**WHAT IS NEEDED**
Begin at the line that contains "Identify one point on each instance of the yellow" and repeat every line from there to the end of the records below, inclusive, without adding any other line.
## BEGIN MATERIAL SUPPLIED
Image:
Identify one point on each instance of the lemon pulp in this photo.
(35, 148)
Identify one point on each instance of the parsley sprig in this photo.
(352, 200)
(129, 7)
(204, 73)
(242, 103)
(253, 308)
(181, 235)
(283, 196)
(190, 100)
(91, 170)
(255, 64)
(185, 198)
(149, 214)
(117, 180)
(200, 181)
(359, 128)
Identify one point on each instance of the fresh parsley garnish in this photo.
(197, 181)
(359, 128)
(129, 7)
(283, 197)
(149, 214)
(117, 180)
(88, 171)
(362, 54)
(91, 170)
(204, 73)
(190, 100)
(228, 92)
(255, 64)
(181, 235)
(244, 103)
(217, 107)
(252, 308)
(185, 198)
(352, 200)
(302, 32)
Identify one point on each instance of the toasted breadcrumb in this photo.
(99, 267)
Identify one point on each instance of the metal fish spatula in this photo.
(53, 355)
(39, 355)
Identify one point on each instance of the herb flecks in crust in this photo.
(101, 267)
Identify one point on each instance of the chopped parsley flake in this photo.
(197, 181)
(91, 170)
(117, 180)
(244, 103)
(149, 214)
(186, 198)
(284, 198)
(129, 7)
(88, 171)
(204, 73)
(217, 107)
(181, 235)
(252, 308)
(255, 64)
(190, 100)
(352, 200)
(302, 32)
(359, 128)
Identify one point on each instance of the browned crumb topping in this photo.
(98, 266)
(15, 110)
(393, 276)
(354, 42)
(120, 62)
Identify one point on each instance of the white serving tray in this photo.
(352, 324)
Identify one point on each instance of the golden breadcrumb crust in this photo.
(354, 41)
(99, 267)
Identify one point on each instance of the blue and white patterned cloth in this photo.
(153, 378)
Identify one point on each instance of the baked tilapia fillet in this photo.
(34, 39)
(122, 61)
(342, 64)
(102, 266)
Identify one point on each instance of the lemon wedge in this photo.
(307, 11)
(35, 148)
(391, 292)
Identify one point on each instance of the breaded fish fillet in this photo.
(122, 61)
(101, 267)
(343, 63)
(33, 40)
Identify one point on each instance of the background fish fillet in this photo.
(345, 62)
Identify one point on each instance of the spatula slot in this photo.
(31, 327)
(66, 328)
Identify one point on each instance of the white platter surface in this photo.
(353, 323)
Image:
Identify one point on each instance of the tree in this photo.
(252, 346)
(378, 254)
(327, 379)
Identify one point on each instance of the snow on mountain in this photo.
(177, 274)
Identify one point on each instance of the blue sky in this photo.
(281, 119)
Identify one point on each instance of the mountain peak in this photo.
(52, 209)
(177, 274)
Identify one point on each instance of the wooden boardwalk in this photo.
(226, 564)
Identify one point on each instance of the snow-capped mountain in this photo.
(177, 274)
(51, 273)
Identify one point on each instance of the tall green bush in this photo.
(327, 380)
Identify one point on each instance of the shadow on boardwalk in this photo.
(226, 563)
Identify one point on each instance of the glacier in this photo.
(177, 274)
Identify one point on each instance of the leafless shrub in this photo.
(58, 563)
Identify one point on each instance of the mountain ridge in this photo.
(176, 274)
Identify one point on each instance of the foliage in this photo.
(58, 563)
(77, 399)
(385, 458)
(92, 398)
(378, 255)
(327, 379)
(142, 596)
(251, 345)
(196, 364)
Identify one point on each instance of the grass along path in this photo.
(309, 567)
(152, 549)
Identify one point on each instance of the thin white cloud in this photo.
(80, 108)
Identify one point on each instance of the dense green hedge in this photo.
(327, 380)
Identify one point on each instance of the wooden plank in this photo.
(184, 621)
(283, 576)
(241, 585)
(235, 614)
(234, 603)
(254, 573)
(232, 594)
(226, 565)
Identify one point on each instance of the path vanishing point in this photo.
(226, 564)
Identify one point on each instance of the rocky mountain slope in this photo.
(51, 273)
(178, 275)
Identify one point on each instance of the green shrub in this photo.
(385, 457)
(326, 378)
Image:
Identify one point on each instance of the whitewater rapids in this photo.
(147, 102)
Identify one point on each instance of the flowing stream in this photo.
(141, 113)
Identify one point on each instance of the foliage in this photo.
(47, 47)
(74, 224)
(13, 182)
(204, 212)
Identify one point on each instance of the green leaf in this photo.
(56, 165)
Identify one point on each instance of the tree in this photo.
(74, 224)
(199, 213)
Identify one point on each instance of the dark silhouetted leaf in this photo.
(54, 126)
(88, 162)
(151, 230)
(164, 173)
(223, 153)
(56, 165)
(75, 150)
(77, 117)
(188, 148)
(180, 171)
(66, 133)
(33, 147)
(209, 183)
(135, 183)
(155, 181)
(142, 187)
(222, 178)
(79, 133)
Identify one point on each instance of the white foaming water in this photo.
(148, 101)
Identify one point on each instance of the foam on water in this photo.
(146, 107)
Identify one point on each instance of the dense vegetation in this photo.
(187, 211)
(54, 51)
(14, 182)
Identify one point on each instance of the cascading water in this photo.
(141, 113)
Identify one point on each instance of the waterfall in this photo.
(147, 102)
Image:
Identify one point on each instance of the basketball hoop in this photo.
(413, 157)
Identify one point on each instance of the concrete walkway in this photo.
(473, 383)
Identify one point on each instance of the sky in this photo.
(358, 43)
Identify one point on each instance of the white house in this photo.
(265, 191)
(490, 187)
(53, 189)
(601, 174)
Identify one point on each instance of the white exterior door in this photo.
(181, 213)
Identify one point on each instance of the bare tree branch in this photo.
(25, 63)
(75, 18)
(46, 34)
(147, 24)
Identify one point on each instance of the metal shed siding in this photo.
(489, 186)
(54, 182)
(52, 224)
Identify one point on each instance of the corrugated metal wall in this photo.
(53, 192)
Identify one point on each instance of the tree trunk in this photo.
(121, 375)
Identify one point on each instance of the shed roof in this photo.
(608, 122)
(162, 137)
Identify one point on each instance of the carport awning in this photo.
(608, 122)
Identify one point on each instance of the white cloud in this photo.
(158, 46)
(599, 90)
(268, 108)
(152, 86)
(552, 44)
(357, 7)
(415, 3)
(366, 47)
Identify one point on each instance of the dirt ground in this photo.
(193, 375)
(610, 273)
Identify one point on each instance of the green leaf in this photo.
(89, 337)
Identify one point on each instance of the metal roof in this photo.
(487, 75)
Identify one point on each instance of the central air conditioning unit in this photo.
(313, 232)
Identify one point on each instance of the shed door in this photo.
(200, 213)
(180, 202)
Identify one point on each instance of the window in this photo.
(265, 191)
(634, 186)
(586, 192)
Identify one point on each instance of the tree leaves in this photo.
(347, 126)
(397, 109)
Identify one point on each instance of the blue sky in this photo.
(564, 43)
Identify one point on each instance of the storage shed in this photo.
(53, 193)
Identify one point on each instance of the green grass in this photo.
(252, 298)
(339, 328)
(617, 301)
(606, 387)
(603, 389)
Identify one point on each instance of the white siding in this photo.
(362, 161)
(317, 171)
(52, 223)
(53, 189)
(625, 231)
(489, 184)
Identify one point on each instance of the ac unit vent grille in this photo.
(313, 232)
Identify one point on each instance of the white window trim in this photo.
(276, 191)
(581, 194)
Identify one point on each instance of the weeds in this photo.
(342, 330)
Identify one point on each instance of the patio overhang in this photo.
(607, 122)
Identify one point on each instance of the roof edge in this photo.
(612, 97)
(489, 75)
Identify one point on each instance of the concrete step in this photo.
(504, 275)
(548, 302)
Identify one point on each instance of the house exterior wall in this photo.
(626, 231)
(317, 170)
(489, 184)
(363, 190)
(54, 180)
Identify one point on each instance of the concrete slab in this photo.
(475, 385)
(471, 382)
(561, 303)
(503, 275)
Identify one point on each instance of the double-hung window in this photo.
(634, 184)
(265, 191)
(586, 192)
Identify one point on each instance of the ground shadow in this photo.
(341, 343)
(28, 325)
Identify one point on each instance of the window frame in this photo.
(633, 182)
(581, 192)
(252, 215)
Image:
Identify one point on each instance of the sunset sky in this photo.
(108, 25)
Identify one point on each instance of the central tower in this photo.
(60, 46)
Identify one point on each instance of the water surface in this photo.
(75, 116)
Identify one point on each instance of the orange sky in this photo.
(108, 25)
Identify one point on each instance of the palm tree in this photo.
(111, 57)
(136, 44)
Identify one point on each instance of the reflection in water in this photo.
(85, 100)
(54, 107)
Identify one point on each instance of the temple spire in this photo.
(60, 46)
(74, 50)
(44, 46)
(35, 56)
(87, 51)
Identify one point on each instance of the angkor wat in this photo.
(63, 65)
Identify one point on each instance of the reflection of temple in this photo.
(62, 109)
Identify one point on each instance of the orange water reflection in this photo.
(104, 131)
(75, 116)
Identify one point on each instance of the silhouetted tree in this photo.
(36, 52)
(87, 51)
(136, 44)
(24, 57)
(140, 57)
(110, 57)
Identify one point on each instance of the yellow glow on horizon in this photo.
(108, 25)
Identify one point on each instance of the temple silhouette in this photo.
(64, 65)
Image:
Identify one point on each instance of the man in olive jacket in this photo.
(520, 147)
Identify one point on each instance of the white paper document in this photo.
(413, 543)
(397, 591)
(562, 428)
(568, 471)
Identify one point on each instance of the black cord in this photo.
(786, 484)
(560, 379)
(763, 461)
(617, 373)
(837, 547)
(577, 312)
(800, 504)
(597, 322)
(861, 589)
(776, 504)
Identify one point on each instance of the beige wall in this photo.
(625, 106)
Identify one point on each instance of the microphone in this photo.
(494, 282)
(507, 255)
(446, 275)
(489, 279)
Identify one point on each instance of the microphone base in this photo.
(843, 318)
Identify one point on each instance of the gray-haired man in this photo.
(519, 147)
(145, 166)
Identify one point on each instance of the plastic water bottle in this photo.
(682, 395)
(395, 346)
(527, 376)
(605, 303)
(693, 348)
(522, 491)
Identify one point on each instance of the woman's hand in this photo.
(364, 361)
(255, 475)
## END MATERIAL SUPPLIED
**TASK RESPONSE**
Identify one point on each instance of the yellow glow on horizon in this photo.
(108, 25)
Identify one point on each instance of the temple silhouette in this photo.
(64, 65)
Image:
Identify one point on each instance of the man in olive jacket in this photo.
(520, 147)
Identify one point on each instance of the white paper document in this photo.
(413, 543)
(397, 591)
(562, 428)
(568, 471)
Identify one point on each instance of the black cord in this photo.
(786, 484)
(560, 379)
(763, 461)
(617, 373)
(837, 547)
(577, 312)
(800, 504)
(597, 322)
(861, 589)
(776, 504)
Identify one point on each instance of the beige wall in this photo.
(625, 106)
Identify one point on each instance of the microphone in this photo.
(494, 282)
(507, 255)
(446, 275)
(489, 279)
Identify one point on each instance of the microphone base in this photo.
(843, 318)
Identify one point on each instance of the gray-haired man in this photo.
(519, 147)
(145, 166)
Identify one point on each instance of the plastic water bottle in this photo.
(682, 395)
(395, 346)
(527, 376)
(605, 303)
(693, 348)
(522, 491)
Identify one point on each instance of the woman's hand in this photo.
(364, 361)
(255, 475)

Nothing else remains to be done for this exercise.